• [Task prompt]
Return everything from "The years have" down to "boy at heart." in the Tommy McDonald article below, copied word for word.

Spend five minutes with Tommy McDonald and you almost expect the 79-year old Sooner legend to buckle his chin strap and jump back onto Owen Field, ready to score another touchdown.

The years have done nothing to diminish McDonald’s enthusiasm about life and about his days with the greatest teams of the Bud Wilkinson era at Oklahoma.  McDonald grew up in New Mexico, but says he’s an Oklahoma boy at heart.

“It was a great four years of my life from 1953 to 1956. I mean, I never lost a college football game.  Only 17 of us can ever say that,” said McDonald, referring to his teammates who went through their careers during the Sooners NCAA record 47-game win streak.  “I can still hear Boomer Sooner and that stadium- I had never seen a stadium that full.  The Oklahoma fans were marvelous. I can’t say enough about them.  They always tried to make you feel at home.”

Tommy McDonald battling the Texas Longhorns
Tommy McDonald battling the Texas Longhorns

As a 5’9, 147 lb. halfback growing up in a the tiny town of Roy, NM, McDonald never dreamed of playing in front of thousands of fans. But when his family moved to Albuquerque and McDonald became the focus of Highland High Schools single-wing offense, his fortunes began to change.  Where would have McDonald’s life have taken him if he had stayed in Roy?

“My little rear end would have been on a tractor planting wheat,” joked McDonald.

Instead he wound up being All-State in football, basketball and track, but was still largely ignored by major football schools until Oklahoma basketball coach Bruce Drake spotted him in an all-star game and recommended that Wilkinson give McDonald a look.  Meeting Wilkinson was all it took for McDonald to choose the Sooners.

“Bud just overwhelmed you with his personality,” said McDonald.  “As soon as I met him, something clicked that said ‘you’d better go here’.  He was just so far ahead of everybody else at that time.”

Legendary coach Bud Wilkinson provided inspiration for McDonald
Legendary coach Bud Wilkinson provided inspiration for McDonald

McDonald credits Wilkinson’s innovative Split-T offense, a great coaching staff and an abundance of talent for Oklahoma’s magnificent performance during his three varsity years.  But the dominance of those Sooner teams  created problems for players when it came time for post-season awards.  Rarely did starters play more than half the game, as Wilkinson often platooned his first and second teams in alternate quarters.

• [Dataset rows]

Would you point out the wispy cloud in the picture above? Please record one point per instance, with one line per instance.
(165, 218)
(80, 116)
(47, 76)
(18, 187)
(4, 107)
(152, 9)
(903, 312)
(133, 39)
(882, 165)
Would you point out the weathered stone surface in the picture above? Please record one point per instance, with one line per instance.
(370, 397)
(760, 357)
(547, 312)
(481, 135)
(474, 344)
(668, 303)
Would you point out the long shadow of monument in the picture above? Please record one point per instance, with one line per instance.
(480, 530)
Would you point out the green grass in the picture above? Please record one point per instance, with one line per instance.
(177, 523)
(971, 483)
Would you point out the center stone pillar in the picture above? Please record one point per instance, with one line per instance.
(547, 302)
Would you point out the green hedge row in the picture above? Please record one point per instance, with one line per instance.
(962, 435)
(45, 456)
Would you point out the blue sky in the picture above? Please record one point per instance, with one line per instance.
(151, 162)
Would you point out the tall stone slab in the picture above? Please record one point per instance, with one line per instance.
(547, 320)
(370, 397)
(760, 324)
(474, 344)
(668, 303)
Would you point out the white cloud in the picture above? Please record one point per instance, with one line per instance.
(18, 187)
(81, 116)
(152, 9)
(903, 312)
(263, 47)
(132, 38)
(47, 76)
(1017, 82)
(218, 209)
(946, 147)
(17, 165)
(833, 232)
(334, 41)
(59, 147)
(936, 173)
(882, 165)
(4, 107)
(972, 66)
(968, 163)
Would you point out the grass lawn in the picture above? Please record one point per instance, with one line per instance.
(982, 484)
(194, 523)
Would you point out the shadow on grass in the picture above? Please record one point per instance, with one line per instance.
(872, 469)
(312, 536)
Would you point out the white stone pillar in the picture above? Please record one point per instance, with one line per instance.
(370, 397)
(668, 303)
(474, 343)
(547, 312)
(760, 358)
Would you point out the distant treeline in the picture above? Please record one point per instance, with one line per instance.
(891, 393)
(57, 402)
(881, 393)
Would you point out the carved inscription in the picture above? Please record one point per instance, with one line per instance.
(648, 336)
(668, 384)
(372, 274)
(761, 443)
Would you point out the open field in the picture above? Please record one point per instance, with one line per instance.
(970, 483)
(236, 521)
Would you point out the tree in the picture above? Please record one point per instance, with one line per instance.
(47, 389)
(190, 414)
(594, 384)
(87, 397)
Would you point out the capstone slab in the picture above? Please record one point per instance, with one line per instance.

• [Result]
The years have done nothing to diminish McDonald’s enthusiasm about life and about his days with the greatest teams of the Bud Wilkinson era at Oklahoma.  McDonald grew up in New Mexico, but says he’s an Oklahoma boy at heart.